- **Task directions**: Reproduce all of the records below word for word, leaving out the pictures.

- **Data excerpts**:

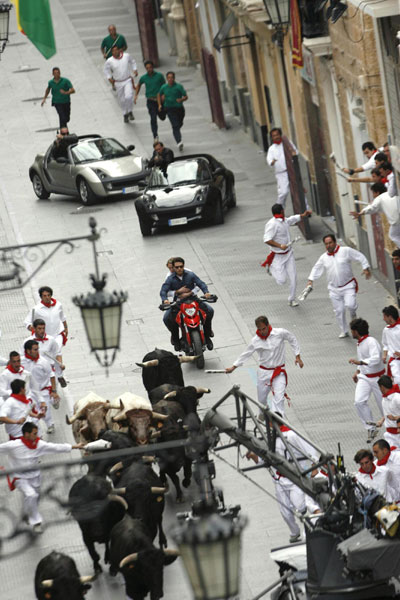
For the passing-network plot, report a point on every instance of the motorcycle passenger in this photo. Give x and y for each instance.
(182, 282)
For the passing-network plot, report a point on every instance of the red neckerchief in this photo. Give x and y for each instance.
(334, 252)
(32, 444)
(395, 389)
(383, 461)
(264, 337)
(361, 470)
(9, 367)
(21, 398)
(397, 322)
(50, 304)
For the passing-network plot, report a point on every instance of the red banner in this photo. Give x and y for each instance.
(297, 53)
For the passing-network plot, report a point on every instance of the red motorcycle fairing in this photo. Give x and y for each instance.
(191, 321)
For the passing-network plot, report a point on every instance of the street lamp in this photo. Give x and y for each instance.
(4, 24)
(101, 313)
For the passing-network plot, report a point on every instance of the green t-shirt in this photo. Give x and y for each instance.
(153, 83)
(57, 96)
(109, 42)
(171, 93)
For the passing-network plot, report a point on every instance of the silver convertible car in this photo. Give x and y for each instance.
(93, 167)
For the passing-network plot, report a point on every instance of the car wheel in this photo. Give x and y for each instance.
(86, 195)
(39, 188)
(145, 226)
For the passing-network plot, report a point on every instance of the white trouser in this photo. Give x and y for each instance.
(283, 267)
(282, 180)
(395, 368)
(394, 234)
(277, 404)
(30, 488)
(364, 388)
(125, 95)
(290, 498)
(341, 299)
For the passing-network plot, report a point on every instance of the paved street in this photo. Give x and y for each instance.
(227, 257)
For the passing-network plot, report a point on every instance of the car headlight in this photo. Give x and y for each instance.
(100, 174)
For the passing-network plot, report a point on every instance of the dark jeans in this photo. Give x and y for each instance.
(176, 116)
(152, 107)
(171, 324)
(64, 113)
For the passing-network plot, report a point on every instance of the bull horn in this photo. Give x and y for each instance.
(128, 559)
(156, 490)
(159, 416)
(115, 498)
(187, 358)
(87, 578)
(170, 395)
(149, 363)
(116, 467)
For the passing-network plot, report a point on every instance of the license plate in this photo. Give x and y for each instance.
(181, 221)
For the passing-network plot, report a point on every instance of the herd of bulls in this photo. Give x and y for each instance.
(121, 504)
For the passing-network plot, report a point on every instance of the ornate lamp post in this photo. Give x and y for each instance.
(4, 24)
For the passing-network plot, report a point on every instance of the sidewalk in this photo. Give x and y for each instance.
(226, 257)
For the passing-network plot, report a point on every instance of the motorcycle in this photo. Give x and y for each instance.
(190, 319)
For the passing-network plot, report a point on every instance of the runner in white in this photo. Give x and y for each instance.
(369, 368)
(25, 452)
(281, 259)
(391, 342)
(13, 370)
(342, 285)
(120, 70)
(269, 344)
(391, 410)
(369, 475)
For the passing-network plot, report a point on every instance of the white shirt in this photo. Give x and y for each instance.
(53, 316)
(370, 352)
(277, 152)
(387, 204)
(278, 231)
(41, 372)
(15, 409)
(20, 456)
(120, 69)
(7, 377)
(271, 352)
(391, 339)
(377, 480)
(338, 266)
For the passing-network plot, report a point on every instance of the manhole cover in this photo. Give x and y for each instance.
(84, 210)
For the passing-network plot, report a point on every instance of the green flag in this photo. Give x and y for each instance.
(34, 20)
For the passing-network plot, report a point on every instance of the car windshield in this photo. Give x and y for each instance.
(177, 173)
(99, 149)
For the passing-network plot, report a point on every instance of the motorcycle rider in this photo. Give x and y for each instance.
(182, 282)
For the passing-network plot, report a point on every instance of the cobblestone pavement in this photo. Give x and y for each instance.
(226, 257)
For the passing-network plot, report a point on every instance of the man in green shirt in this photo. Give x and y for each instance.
(61, 90)
(153, 82)
(113, 39)
(171, 96)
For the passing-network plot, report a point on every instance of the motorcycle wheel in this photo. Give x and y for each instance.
(197, 349)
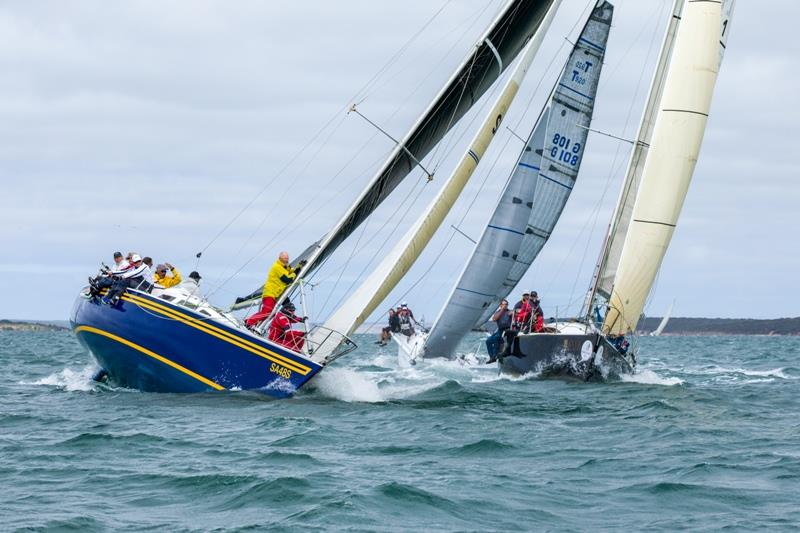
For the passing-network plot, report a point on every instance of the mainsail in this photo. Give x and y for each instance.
(491, 55)
(399, 260)
(535, 194)
(606, 267)
(677, 135)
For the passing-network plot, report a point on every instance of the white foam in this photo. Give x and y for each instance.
(69, 379)
(648, 377)
(769, 373)
(347, 385)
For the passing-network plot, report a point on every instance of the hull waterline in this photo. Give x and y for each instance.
(152, 345)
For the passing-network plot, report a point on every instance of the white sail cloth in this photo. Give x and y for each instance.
(365, 299)
(534, 196)
(675, 147)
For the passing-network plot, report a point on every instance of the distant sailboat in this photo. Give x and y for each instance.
(659, 172)
(534, 196)
(663, 324)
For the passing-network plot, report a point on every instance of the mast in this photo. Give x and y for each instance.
(608, 260)
(676, 140)
(535, 194)
(357, 308)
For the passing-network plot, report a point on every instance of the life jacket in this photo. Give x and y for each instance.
(405, 323)
(279, 278)
(167, 281)
(504, 320)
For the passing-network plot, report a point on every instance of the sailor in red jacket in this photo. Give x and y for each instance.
(538, 314)
(280, 329)
(522, 313)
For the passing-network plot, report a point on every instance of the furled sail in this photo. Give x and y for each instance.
(491, 55)
(534, 196)
(606, 267)
(365, 299)
(677, 136)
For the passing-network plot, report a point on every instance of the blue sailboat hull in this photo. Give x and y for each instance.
(152, 345)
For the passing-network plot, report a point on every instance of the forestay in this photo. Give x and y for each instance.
(535, 194)
(677, 137)
(488, 59)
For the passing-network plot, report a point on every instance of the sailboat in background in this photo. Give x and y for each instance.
(664, 321)
(658, 176)
(181, 343)
(533, 199)
(366, 298)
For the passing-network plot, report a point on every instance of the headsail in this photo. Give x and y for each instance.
(677, 137)
(488, 59)
(535, 194)
(399, 260)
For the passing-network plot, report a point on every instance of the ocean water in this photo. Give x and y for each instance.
(705, 436)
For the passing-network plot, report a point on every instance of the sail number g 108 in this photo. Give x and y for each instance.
(565, 150)
(282, 371)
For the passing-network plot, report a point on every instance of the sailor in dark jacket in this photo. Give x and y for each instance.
(503, 317)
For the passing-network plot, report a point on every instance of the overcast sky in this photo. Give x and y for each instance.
(148, 126)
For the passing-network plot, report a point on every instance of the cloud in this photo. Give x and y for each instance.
(148, 126)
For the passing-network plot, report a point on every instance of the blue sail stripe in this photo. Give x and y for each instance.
(590, 43)
(577, 92)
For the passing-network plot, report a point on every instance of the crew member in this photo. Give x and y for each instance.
(167, 276)
(537, 322)
(280, 329)
(191, 285)
(135, 277)
(522, 313)
(280, 276)
(503, 317)
(105, 279)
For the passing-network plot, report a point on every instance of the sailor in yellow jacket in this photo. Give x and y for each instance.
(280, 276)
(166, 276)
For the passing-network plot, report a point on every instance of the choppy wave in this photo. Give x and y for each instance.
(702, 436)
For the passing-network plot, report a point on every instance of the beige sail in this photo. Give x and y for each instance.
(608, 262)
(675, 146)
(355, 310)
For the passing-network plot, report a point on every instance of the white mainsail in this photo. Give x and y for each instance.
(534, 196)
(496, 48)
(676, 140)
(606, 267)
(355, 310)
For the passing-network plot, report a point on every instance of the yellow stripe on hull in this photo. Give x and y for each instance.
(218, 333)
(152, 354)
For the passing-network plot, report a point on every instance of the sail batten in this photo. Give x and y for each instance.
(534, 196)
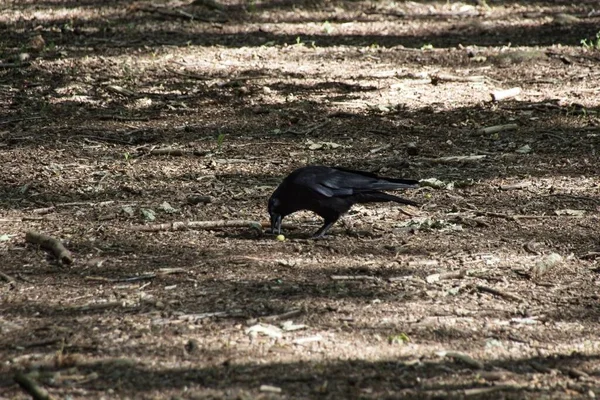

- **Written answer**:
For the passing-network plot, report a point on every instance of the motorcycle passenger in this photo. Give x and y for each instance.
(182, 282)
For the passing-network plot, report a point on every instance of the red neckerchief in this photo. Give x and y for each instance.
(334, 252)
(32, 444)
(395, 389)
(383, 461)
(264, 337)
(361, 470)
(9, 367)
(21, 398)
(397, 322)
(50, 304)
For the passing-network plot, report a point on every instance of the red banner in this photo. Give x and y for each instance.
(297, 53)
For the passing-network plot, report a point on every instance of the red motorcycle fairing in this photo. Give x and y for each instance.
(191, 321)
For the passing-network plot, report a point on every instance of the street lamp in this photo. Give x and y for each instance.
(4, 24)
(101, 313)
For the passing-network plot, report a point on every instance of the green t-shirt in this photo. Give x and y for each instance.
(153, 83)
(57, 96)
(109, 42)
(171, 93)
For the passing-network plot, report a point on every instance of the silver convertible car in this photo. Give x and y for each instance.
(93, 167)
For the passing-network plot, report a point on every instance of the car wheel in this photo. Give x and y for each instance.
(86, 195)
(39, 188)
(145, 226)
For the passing-network plot, report a point on every instance of the white trouser in this photo. Give x and y for each instance.
(283, 267)
(282, 180)
(395, 368)
(394, 234)
(277, 404)
(30, 488)
(364, 388)
(125, 95)
(290, 498)
(341, 299)
For the passing-network plot, report a point on every instance of the paved street in this photo. Give x and y for each instance.
(227, 257)
For the passing-network plot, report a point on every instance of the car headlight in this photo. Give x and y for each instance.
(100, 174)
For the passing-network plot, report a point on every instance of the dark jeans in this photo. Give x and y for each instance.
(176, 116)
(152, 107)
(171, 324)
(64, 113)
For the passing-network plot, report a point on every instance of the bull horn in this photo. Give x and y for each instance.
(128, 559)
(156, 490)
(159, 416)
(115, 498)
(187, 358)
(87, 578)
(170, 395)
(149, 363)
(116, 467)
For the passing-network plot, report a point on every instance of the license plate in this photo. Give x and y for each instance.
(181, 221)
For the passing-network plot, report a point on every instance of the herd of bulls in this photo. Give x and y for each instance.
(121, 504)
For the passing-network plot, report a point on every instance of the ornate lamp post in this photo. Give x and y for each instance.
(4, 24)
For the passing-network plot, report a point on every instance of the sidewalk in this photo. Give x and y for each instance.
(226, 257)
For the passing-network plot, report a point on every instance of the motorcycle in this photo. Give x and y for each instance.
(190, 319)
For the passing-network plot, report a point on every instance of the runner in white in this photo. Give x and y for each instance.
(369, 368)
(25, 452)
(281, 259)
(391, 342)
(13, 370)
(342, 285)
(120, 70)
(269, 344)
(391, 410)
(369, 475)
For the passing-network plot, report a point on every instance of the white shirt in this photo. Give x and y for each instance.
(53, 316)
(370, 352)
(277, 152)
(387, 204)
(278, 231)
(41, 372)
(15, 409)
(20, 456)
(120, 69)
(7, 377)
(271, 352)
(391, 339)
(377, 480)
(338, 266)
For the passing-network plot, report a point on every instance of the manhole cover in this photo. Give x and y for each instance.
(84, 210)
For the passing-network plot, report a point on every instance of the green flag in this photo. Give x and y for each instance.
(34, 20)
For the passing-network plot, report a point on every instance of the car windshield in this photo. Give x and y for each instance.
(177, 173)
(99, 149)
For the passing-network plot, report a point on every instance of the motorcycle rider in this photo. Give x and y for each instance.
(182, 282)
For the passing-network plot, report a point on every instance of the cobblestone pavement in this photo. Give x and y for each instance.
(226, 257)
For the passing-network plot, report a point on every instance of the man in green shirt in this photo. Give x and y for each instance.
(61, 90)
(153, 82)
(113, 39)
(171, 96)
For the passing-network plot, report a point on every instance of the motorcycle wheel in this photo. Give x and y for each instance.
(197, 349)
For the passing-network plot, report a point on every instance of the mainsail in this photo. Give x and y for each instance.
(491, 55)
(399, 260)
(535, 194)
(606, 267)
(677, 135)
For the passing-network plot, report a point on every instance of the white foam in this photo. Give x and y for each instance.
(69, 379)
(648, 377)
(769, 373)
(347, 385)
For the passing-network plot, report a point on every instance of the hull waterline in this photo. Give x and y for each instance.
(152, 345)
For the passing-network plot, report a point on every instance of the white sail cloth in this photo. Give x and y for each instance.
(365, 299)
(534, 196)
(675, 147)
For the passing-network plot, report a point on every instance of the distant sailboat in this photo. Give x and y for each instance.
(659, 172)
(534, 196)
(663, 324)
For the passing-network plot, report a point on every instance of the mast in this photo. Give x and y for each instance.
(608, 260)
(676, 140)
(535, 194)
(357, 308)
For the passing-network plot, report a point on every instance of the life jacket in this photo. Give x and y for each instance.
(405, 323)
(279, 278)
(167, 281)
(504, 320)
For the passing-network plot, report a point on every instance of the sailor in red jacket in this photo. Give x and y for each instance.
(538, 314)
(280, 329)
(522, 313)
For the passing-network plot, report a point on every instance of the furled sail in this photo. Give x and y for each instance.
(491, 55)
(534, 196)
(606, 267)
(365, 299)
(677, 136)
For the passing-network plot, report a point on every instance of the blue sailboat hull in this photo. Give x and y for each instance.
(152, 345)
For the passing-network plot, report a point on every instance of the forestay in this photo. Give x and y for each instance.
(535, 194)
(677, 137)
(488, 59)
For the passing-network plot, report a point on every instance of the sailboat in background in this photo. Give x and y for each instance.
(664, 321)
(658, 176)
(181, 343)
(533, 199)
(366, 298)
For the passing-network plot, report a point on every instance of the headsail in this photo. Give x and y for each instance.
(677, 137)
(488, 59)
(535, 194)
(399, 260)
For the passing-network plot, report a point on every instance of the ocean water in this photo. Give x and y for each instance.
(705, 436)
For the passing-network plot, report a point on every instance of the sail number g 108 in this photo. Give x and y for each instance.
(565, 150)
(282, 371)
For the passing-network plot, report a point on every instance of the sailor in dark jacket in this photo. Give x and y for each instance.
(503, 317)
For the passing-network plot, report a point on every instance of the overcast sky in this photo. Give x and y for each instance.
(148, 126)
For the passing-network plot, report a point on every instance of the cloud in this photo. Give x and y for each instance.
(148, 126)
For the passing-network plot, report a point on every instance of the blue sail stripe in this photo. Give x and y for each instance.
(590, 43)
(577, 92)
For the passing-network plot, report a point on every instance of the crew member in this photo. Give x and y for each instance.
(167, 276)
(537, 322)
(280, 329)
(191, 285)
(135, 277)
(522, 313)
(280, 276)
(503, 317)
(105, 279)
For the passing-network plot, report a point on every instance of the sailor in yellow jacket in this photo. Give x and y for each instance.
(280, 276)
(166, 276)
For the passing-network plot, report a point on every instance of the choppy wave in this photo. Give x and y for each instance.
(702, 436)
For the passing-network plot, report a point on every instance of the beige sail in this photo. Give x and y for each instance.
(608, 262)
(675, 146)
(355, 310)
For the passing-network plot, report a point on every instance of the white mainsail in this photo. Give x and y for each instance.
(534, 196)
(496, 48)
(676, 140)
(606, 267)
(355, 310)
For the passing-network plot, report a point on every instance of the yellow stripe on hull in this photo. Give x and y for each instance.
(218, 333)
(152, 354)
For the passing-network plot, report a point on every instance of the sail batten in this photo. Give x and y for each instance.
(534, 196)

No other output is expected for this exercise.